Daar de doelstelling van dit besluit, namelijk het instellen van een regeling van eenzijdige erkenning door Bulgarije, Kroatië, Cyprus en Roemenië van bepaalde door andere lidstaten afgegeven documenten, niet voldoende door de lidstaten kan worden verwezenlijkt en derhalve beter door de Unie kan worden verwezenlijkt, kan de Unie, overeenkomstig het in artikel 5 van het Verdrag betreffende de Europese Unie neergelegde subsidiariteitsbeginsel, maatregelen nemen. Overeenkomstig het in hetzelfde artikel neergelegde evenredigheidsbeginsel gaat dit besluit niet verder dan nodig is om deze doelstelling te verwezenlijken.

(11)

Wat IJsland en Noorwegen betreft, houdt dit besluit een verdere ontwikkeling in van de bepalingen van het Schengenacquis in de zin van de overeenkomst die door de Raad van de Europese Unie en de Republiek IJsland en het Koninkrijk Noorwegen is gesloten inzake de wijze waarop deze twee staten worden betrokken bij de uitvoering, de toepassing en de ontwikkeling van het Schengenacquis (7); deze ontwikkeling valt onder het gebied dat is genoemd in artikel 1, punt B, van Besluit 1999/437/EG van de Raad (8).

(12)

Wat Zwitserland betreft, houdt dit besluit een verdere ontwikkeling in van de bepalingen van het Schengenacquis in de zin van de Overeenkomst tussen de Europese Unie, de Europese Gemeenschap en de Zwitserse Bondsstaat inzake de wijze waarop Zwitserland wordt betrokken bij de uitvoering, de toepassing en de ontwikkeling van het Schengenacquis (9); deze ontwikkeling valt onder het gebied dat is genoemd in artikel 1, punt B, van Besluit 1999/437/EG, gelezen in samenhang met artikel 3 van Besluit 2008/146/EG van de Raad (10).

_GEGEVEN ITEMS_
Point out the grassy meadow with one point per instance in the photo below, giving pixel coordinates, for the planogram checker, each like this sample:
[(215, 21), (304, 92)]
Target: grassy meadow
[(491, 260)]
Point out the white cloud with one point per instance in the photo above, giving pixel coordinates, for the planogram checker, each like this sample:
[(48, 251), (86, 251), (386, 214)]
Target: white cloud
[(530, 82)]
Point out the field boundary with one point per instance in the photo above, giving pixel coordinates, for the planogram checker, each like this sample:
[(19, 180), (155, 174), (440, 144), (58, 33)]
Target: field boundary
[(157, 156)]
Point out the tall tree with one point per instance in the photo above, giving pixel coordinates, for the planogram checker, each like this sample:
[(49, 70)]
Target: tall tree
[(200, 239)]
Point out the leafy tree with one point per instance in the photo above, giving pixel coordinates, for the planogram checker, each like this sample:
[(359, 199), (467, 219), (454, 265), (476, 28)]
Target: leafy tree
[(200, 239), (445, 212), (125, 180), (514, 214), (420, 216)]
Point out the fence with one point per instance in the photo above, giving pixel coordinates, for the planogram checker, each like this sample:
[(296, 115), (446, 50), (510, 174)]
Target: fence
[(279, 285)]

_OPDRACHTEN_
(a) Geef het stuk van de gegeven tekst tussen "Wat Zwitserland betreft, houdt" en "van de Raad (10).", beide inbegrepen, letterlijk opnieuw weer.
(b) Herschrijf alleen de regels van de items tussen de regel met "Point out the field" en de regel met "[(157, 156)]", beide inbegrepen, en vervang daarin "field boundary" door "field edge" zonder verder iets te wijzigen.

_ANTWOORDEN_
(a)
Wat Zwitserland betreft, houdt dit besluit een verdere ontwikkeling in van de bepalingen van het Schengenacquis in de zin van de Overeenkomst tussen de Europese Unie, de Europese Gemeenschap en de Zwitserse Bondsstaat inzake de wijze waarop Zwitserland wordt betrokken bij de uitvoering, de toepassing en de ontwikkeling van het Schengenacquis (9); deze ontwikkeling valt onder het gebied dat is genoemd in artikel 1, punt B, van Besluit 1999/437/EG, gelezen in samenhang met artikel 3 van Besluit 2008/146/EG van de Raad (10).

(b)
Point out the field edge with one point per instance in the photo above, giving pixel coordinates, for the planogram checker, each like this sample:
[(19, 180), (155, 174), (440, 144), (58, 33)]
Target: field edge
[(157, 156)]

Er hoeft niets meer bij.